>>>>

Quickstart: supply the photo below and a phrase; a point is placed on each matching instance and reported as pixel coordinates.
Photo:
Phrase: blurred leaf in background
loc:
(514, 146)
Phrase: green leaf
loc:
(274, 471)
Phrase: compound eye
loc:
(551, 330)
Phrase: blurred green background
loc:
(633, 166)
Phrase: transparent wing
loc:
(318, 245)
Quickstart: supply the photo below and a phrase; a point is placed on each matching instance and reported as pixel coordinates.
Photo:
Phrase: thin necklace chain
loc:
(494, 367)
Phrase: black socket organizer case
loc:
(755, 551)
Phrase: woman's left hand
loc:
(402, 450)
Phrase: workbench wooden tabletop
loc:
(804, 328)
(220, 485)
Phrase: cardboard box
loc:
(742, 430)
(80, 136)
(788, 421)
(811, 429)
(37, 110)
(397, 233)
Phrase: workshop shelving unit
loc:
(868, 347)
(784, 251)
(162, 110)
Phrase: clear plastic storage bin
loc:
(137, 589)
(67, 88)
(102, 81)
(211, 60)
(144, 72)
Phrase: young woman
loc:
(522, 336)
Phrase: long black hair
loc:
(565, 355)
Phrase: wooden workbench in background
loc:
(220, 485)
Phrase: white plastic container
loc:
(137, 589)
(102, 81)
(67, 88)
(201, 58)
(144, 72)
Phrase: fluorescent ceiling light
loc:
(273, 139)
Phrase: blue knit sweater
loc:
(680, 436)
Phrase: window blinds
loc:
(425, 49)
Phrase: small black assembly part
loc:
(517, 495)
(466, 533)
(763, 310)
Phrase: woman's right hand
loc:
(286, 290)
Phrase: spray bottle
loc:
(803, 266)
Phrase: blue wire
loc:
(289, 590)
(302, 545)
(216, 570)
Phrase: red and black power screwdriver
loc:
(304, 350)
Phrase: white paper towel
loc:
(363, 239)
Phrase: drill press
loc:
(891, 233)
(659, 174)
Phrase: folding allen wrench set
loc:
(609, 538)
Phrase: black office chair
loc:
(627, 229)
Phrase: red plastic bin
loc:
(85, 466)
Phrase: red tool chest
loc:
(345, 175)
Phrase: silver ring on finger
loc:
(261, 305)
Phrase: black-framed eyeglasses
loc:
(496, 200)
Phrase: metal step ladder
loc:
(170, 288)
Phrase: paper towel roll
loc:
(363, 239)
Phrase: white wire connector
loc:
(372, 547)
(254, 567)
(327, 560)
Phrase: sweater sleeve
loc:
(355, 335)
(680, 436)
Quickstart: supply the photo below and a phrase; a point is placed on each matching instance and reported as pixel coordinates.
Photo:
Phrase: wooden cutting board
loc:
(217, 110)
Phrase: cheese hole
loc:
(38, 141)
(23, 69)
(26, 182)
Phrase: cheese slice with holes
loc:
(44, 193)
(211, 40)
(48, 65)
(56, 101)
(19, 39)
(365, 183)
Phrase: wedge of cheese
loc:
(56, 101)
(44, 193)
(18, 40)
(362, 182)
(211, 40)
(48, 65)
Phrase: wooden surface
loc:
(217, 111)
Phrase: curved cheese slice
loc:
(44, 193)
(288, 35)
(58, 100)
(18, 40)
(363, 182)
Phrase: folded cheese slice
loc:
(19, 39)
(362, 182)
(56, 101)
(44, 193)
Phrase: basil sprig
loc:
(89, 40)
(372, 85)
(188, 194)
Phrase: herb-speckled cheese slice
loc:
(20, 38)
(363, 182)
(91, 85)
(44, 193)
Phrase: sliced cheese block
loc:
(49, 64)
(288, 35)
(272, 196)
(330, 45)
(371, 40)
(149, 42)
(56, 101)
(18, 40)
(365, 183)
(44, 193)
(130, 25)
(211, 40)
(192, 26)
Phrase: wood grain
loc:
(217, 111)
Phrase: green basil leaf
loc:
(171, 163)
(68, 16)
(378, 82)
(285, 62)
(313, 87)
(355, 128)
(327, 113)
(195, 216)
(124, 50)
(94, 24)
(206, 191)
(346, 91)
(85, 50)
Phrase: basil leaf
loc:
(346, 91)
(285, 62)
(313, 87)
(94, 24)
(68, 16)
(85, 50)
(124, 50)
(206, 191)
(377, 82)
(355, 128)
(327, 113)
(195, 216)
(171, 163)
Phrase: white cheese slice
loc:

<<<<

In the material above, find every line with the word "hand" and show it.

*Task output*.
Phrase: woman's left hand
Phrase: woman's right hand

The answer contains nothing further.